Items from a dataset
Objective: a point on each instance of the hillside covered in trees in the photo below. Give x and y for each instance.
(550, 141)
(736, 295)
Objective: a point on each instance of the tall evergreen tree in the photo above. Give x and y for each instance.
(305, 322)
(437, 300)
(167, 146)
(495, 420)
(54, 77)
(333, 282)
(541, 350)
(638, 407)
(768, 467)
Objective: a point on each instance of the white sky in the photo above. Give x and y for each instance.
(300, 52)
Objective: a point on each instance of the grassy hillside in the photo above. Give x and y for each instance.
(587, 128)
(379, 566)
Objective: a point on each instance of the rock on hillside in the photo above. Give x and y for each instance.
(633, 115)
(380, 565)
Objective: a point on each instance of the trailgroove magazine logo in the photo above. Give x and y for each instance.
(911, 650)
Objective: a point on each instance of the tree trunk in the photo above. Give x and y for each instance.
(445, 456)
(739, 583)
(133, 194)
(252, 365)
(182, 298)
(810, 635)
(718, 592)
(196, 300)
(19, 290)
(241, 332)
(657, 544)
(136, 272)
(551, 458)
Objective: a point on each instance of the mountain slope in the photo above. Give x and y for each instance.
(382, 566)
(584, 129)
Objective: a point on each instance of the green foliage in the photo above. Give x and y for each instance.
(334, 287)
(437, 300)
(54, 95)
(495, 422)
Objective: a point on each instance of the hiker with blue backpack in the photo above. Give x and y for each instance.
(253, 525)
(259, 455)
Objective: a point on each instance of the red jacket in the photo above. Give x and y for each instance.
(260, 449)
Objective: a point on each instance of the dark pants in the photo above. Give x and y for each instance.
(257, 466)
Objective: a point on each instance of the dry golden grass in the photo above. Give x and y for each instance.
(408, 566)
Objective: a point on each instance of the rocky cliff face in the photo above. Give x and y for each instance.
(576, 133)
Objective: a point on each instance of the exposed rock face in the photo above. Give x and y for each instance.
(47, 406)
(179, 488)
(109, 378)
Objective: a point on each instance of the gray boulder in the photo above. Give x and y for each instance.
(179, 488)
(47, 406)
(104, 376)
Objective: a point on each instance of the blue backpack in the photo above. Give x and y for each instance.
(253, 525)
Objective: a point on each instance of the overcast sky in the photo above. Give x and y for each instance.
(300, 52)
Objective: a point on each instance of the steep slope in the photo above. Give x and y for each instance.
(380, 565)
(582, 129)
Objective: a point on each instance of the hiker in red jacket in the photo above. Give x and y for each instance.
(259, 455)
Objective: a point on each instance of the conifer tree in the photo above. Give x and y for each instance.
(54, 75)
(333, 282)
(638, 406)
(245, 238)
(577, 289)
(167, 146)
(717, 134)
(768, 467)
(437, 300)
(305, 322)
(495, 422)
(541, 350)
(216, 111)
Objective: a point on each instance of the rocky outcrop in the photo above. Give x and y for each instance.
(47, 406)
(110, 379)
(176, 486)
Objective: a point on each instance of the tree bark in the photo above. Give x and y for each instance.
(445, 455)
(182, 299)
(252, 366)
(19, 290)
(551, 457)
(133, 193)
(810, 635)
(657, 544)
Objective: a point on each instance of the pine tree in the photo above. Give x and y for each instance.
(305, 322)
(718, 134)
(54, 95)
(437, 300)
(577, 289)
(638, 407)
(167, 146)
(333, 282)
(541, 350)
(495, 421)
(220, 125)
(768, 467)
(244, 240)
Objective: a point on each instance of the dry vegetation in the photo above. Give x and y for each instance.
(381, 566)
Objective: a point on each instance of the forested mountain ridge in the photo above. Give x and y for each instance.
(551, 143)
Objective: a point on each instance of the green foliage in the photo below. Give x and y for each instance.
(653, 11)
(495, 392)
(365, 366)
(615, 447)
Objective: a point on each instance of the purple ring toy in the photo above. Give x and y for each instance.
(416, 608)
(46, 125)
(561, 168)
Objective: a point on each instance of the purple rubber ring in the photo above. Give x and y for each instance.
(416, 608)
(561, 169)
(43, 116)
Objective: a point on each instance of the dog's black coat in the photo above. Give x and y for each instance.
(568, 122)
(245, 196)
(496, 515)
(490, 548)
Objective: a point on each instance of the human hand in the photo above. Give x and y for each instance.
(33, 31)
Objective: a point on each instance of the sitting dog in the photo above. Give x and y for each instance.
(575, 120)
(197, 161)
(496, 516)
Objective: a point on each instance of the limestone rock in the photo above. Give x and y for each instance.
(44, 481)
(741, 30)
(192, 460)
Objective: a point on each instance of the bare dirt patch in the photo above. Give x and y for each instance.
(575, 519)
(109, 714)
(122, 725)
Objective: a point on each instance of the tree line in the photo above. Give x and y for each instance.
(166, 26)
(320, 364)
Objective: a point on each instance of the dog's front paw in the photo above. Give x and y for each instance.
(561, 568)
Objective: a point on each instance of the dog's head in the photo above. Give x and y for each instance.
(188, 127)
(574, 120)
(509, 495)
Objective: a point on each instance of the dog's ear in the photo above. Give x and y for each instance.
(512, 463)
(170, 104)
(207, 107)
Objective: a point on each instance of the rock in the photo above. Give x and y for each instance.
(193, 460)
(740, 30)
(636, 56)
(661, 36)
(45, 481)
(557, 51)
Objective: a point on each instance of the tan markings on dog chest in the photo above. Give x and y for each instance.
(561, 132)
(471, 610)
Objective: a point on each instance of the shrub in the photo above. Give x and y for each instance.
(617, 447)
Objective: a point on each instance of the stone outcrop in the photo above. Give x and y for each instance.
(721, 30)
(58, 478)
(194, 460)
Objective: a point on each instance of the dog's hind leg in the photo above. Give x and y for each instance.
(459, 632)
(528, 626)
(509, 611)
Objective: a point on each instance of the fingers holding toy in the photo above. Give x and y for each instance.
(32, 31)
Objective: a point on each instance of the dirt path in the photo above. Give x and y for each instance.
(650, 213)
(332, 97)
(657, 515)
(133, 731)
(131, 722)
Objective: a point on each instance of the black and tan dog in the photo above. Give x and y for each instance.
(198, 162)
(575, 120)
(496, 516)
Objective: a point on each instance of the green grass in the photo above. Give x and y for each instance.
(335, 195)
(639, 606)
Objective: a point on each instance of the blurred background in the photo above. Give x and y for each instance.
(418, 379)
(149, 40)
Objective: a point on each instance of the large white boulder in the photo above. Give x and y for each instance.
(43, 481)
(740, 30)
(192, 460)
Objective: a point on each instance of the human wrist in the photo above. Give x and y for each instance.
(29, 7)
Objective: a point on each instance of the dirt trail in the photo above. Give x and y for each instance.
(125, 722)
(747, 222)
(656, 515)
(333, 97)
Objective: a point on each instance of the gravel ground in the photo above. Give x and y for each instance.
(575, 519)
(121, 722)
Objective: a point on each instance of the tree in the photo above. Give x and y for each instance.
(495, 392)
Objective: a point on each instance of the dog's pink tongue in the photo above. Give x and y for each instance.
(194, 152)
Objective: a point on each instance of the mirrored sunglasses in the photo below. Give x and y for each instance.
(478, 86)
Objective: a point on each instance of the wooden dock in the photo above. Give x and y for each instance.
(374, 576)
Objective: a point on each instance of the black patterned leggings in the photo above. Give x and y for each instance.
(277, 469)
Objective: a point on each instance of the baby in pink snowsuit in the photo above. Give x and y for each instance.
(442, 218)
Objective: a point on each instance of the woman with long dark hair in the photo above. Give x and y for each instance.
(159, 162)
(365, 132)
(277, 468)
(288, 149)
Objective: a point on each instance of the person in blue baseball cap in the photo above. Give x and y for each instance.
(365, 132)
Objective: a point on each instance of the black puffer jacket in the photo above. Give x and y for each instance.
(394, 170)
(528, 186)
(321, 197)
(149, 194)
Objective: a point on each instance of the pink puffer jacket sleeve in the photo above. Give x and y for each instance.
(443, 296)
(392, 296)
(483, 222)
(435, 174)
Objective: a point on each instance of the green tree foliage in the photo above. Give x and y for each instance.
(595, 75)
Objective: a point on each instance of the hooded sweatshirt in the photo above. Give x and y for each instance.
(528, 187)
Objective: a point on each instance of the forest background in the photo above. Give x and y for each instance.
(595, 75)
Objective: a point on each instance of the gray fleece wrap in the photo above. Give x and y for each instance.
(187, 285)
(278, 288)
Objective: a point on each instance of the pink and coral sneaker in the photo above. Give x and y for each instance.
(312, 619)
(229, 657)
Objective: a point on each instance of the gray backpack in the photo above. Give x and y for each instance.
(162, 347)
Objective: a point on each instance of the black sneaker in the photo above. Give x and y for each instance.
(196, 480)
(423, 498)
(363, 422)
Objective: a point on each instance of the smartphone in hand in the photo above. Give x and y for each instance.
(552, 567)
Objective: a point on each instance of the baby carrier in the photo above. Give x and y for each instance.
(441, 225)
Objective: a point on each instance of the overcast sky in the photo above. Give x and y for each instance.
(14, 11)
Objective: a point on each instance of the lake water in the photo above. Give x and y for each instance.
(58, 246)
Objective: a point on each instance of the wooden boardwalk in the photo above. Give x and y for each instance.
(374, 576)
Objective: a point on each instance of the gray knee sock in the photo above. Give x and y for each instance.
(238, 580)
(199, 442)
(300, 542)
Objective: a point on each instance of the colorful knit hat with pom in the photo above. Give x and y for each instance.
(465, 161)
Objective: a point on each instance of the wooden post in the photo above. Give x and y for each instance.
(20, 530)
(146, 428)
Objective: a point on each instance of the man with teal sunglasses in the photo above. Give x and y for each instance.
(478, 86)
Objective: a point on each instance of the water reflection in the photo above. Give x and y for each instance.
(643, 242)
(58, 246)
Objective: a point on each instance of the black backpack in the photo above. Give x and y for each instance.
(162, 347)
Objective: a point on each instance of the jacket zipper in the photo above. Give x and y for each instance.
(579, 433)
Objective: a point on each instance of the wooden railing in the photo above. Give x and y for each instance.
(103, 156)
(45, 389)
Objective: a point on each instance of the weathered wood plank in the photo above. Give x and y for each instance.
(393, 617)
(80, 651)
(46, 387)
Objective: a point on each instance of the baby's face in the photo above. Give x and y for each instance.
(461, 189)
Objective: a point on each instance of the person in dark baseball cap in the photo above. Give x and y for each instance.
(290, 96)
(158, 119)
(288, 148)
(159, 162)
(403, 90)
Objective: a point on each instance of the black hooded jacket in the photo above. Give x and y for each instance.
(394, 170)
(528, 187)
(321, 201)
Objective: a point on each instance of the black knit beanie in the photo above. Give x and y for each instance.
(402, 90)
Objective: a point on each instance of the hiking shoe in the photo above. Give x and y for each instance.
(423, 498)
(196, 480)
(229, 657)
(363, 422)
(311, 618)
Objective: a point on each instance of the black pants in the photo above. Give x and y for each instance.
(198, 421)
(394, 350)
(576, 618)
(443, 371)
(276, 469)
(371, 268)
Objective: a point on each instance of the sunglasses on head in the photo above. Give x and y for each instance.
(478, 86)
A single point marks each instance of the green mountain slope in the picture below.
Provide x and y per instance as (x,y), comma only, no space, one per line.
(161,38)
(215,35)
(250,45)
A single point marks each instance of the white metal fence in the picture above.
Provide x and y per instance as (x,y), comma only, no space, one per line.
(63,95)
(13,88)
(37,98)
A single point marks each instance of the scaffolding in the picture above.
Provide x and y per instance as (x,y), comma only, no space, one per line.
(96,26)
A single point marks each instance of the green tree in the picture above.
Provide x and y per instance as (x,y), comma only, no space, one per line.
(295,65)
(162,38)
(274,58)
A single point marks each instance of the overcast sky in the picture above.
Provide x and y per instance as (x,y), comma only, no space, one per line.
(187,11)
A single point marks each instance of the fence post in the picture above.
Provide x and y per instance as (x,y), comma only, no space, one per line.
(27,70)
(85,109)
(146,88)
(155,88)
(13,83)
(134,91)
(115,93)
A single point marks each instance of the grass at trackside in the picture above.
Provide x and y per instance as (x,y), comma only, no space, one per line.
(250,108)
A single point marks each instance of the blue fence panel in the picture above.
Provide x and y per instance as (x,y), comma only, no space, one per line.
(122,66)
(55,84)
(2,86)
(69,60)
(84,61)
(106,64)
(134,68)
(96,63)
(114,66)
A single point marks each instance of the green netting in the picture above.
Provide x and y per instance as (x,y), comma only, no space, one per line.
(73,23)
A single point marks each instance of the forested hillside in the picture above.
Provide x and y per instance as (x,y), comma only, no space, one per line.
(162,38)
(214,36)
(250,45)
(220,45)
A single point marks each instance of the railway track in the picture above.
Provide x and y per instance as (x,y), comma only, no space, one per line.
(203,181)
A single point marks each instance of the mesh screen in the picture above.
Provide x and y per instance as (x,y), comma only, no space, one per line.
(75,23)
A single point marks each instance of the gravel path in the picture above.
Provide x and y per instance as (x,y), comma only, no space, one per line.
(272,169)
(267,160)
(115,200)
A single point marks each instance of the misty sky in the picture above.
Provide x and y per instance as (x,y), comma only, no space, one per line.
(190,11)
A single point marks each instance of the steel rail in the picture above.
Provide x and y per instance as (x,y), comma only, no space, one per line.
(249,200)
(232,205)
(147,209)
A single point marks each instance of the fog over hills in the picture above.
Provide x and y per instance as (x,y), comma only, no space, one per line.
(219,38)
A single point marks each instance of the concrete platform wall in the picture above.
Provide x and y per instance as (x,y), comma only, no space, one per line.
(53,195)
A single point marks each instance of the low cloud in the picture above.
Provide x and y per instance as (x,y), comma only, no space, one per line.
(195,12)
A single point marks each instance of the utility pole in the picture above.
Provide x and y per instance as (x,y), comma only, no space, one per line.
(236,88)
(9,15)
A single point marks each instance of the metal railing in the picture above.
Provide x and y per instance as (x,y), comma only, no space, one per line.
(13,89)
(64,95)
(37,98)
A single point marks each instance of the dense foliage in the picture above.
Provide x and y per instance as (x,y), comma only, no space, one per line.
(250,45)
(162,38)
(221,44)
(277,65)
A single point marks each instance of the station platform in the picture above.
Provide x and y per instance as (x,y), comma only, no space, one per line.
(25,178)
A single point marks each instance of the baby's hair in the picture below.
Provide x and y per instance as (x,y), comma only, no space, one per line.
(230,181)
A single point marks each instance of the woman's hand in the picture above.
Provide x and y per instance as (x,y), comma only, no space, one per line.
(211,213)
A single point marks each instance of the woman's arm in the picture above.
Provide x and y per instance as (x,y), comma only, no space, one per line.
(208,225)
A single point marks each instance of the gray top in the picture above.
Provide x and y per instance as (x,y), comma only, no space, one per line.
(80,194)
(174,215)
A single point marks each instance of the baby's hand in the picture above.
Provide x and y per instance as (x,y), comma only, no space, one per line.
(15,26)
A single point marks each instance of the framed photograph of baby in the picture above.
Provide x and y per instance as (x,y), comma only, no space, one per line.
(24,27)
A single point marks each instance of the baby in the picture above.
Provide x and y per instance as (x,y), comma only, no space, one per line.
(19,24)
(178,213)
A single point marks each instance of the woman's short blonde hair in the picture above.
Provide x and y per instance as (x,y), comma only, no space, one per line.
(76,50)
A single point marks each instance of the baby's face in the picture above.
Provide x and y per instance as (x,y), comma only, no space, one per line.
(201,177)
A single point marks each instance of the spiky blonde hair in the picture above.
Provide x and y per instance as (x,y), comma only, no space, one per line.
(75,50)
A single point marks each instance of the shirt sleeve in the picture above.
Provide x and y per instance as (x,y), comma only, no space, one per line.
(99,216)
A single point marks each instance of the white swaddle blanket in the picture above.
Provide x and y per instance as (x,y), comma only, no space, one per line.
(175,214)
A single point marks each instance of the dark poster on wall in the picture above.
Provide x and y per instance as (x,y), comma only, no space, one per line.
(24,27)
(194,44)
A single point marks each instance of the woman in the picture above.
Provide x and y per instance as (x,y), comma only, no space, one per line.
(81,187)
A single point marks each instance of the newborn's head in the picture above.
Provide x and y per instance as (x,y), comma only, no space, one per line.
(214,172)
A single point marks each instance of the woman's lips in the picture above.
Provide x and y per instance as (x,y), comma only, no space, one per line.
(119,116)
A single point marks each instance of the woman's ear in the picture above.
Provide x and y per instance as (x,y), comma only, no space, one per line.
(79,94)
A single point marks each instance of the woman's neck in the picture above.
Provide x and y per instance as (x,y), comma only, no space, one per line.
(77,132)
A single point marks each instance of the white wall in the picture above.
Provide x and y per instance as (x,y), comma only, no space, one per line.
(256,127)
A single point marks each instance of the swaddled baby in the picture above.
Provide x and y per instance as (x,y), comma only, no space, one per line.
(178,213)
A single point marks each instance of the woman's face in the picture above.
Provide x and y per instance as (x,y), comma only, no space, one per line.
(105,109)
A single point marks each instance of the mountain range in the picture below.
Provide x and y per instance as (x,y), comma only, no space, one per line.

DIRECTIONS FOR THIS TASK >>
Copy each line from the data above that includes "platform".

SOLUTION TO THIS PROBLEM >>
A single point marks each instance of the concrete platform wall in the picture above.
A single point marks each instance of the station platform in the picture above.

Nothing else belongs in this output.